Text.
§ §
American businessman

Duane Silverstein is an American businessman who currently serves as the Executive Director of Seacology, a nonprofit organization based in Berkeley, California. Silverstein holds a B.A. degree from the University of New York at Stony Brook. Later Silverstein also graduated from the University of California at Berkeley, receiving a M.A. degree. Silverstein was born in November 1952.

==History==
Prior to heading Seacology, Silverstein served as Executive Director of the Goldman Fund, a San Francisco based philanthropic foundation. During his 18 years tenure at Goldman Fund, Silverstein oversaw the Goldman Environmental Prize.

Seacology operated as a volunteer-only organization until 1999 when Silverstein was brought on as its first employee and the group's headquarters was relocated to Berkeley, not far from his residence. For more than two decades he has served as Executive Director of the organization, which seeks to preserve island ecosystems, endemic species, and local cultures.

In the course of his work, Silverstein has traveled to 184 islands in 74 countries.

==Awards and recognition==
In 2009, Silverstein was selected as an "All-Star Among Us" and honored at Major League Baseball’s All-Star Game. Silverstein was a 2010 recipient of the Jefferson Award for Public Service in the San Francisco Bay area.
§ §
(Dataset excerpts)
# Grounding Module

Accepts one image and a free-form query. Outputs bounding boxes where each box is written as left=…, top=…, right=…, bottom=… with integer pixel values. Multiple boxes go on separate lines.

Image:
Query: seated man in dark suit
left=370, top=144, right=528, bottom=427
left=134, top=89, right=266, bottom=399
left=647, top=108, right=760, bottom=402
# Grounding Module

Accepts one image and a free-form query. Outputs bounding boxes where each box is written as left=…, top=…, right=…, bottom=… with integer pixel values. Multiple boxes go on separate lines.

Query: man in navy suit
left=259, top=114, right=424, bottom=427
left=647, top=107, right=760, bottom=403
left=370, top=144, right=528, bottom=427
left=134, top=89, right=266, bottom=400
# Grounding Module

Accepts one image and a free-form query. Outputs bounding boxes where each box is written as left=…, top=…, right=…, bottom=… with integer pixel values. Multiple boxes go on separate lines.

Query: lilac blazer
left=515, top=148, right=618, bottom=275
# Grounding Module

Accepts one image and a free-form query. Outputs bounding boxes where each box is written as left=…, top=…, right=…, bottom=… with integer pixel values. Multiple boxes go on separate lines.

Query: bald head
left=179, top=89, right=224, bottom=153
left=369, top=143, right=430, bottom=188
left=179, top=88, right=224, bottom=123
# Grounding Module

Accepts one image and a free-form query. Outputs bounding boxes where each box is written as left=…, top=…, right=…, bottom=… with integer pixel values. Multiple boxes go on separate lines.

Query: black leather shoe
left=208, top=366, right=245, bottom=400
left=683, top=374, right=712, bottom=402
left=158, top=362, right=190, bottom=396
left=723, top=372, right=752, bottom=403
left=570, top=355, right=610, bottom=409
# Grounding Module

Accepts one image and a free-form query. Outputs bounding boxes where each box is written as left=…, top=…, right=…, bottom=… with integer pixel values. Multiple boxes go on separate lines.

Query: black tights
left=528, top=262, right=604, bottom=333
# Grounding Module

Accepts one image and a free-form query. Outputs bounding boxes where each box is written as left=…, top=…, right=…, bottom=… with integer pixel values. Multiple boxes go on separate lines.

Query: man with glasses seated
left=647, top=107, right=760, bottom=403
§ §
Set of tasks.
[1] Answer these questions using the text about Duane Silverstein:
(a) Which organization did Silverstein lead as Executive Director before heading Seacology?
(b) In what year was Silverstein brought on as Seacology's first employee?
(c) Which award did Silverstein receive in 2010?
[2] Translate this sentence from the text about Duane Silverstein into Spanish: "In the course of his work, Silverstein has traveled to 184 islands in 74 countries."
[3] Carry on the text about Duane Silverstein from its last sentence.

Answers provided.
[1]
(a) The Goldman Fund
(b) 1999
(c) The Jefferson Award for Public Service in the San Francisco Bay area

[2] En el transcurso de su trabajo, Silverstein ha viajado a 184 islas en 74 países.

[3]
Having worked in island and marine conservation for 30 years, Silverstein has authored 30 articles for newspapers and magazines such as: Asian Geographic, Fathoms, Ocean Geographic, the Oakland Tribune, and other publications. He has appeared in Scuba Diving Magazine, the Divers Alert Network, and the San Francisco Chronicle. In 2022, Scuba Diving Magazine named Silverstein a recipient of its Sea Hero Award.

During Silverstein's tenure as executive director, Seacology has won various awards including the United Nations Climate Secretariat's Momentum for Change climate action award. On behalf of Seacology, he received the Prince Albert II of Monaco Laureate for Outstanding Innovation in 2015. While serving as executive director of Seacology, the non-profit was nominated for the 2020 Nobel Peace Prize. In 2024 in a ceremony at the Wharton School of Business on behalf of Seacology, Silverstein accepted the $250,000 Lipman Family Prize for outstanding vision, inspiration and impact.